-------- Given data --------

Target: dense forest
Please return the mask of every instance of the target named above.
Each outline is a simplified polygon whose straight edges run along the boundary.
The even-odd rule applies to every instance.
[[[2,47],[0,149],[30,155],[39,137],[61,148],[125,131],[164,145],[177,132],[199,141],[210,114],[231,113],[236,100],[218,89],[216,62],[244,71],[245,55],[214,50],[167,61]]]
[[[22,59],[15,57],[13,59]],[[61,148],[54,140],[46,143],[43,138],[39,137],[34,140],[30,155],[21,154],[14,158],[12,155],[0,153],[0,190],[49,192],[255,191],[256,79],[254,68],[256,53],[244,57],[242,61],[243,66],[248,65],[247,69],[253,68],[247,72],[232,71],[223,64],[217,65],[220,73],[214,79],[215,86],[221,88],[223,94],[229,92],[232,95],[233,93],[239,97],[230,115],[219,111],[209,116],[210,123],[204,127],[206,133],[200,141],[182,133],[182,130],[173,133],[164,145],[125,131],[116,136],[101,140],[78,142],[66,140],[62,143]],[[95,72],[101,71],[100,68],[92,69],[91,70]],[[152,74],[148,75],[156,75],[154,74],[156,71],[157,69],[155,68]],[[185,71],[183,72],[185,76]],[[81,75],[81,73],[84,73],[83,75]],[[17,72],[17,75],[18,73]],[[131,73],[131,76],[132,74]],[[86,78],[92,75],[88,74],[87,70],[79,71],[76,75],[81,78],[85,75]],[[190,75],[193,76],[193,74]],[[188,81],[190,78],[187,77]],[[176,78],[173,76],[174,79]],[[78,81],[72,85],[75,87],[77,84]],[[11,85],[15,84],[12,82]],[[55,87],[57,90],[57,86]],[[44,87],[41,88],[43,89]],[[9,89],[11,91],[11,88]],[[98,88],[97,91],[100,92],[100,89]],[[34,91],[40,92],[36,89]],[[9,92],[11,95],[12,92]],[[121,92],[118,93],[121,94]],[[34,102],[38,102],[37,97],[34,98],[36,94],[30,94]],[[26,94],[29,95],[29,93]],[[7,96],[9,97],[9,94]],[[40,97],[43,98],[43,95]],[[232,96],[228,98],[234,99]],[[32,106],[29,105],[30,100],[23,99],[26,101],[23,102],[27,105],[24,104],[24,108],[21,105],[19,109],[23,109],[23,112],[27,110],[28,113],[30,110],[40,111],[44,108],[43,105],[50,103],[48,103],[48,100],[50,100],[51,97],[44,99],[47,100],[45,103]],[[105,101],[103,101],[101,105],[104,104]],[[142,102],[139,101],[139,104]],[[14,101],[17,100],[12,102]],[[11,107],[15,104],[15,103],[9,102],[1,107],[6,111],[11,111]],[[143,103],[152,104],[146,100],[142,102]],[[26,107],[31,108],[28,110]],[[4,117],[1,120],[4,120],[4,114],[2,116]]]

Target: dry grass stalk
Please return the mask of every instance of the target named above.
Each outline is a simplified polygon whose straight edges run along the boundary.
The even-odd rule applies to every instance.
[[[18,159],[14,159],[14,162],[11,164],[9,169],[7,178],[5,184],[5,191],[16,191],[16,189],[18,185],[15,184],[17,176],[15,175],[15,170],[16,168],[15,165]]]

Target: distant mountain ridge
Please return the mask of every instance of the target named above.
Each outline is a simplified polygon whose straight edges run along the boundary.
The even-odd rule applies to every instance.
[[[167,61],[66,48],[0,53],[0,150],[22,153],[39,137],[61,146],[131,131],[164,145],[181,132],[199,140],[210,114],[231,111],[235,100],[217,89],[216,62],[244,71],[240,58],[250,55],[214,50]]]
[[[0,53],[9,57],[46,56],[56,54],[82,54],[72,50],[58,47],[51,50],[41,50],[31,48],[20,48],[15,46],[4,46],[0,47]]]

--------

### Problem statement
Please extract the lines from the one holding "Target: distant mountain ridge" through the last line, inclusive, and repeat them with no changes.

### The response
Target: distant mountain ridge
Please return the mask of every instance of the target named above.
Each outline is a simplified polygon whose straight edges run along the boundary.
The even-odd rule applies to every instance.
[[[167,61],[66,48],[0,53],[0,150],[22,153],[39,137],[61,146],[131,131],[164,145],[181,132],[199,140],[210,114],[231,111],[235,100],[217,89],[216,62],[244,71],[240,58],[250,55],[214,50]]]
[[[0,53],[9,57],[46,56],[56,54],[82,54],[72,50],[58,47],[51,50],[41,50],[31,48],[20,48],[15,46],[4,46],[0,47]]]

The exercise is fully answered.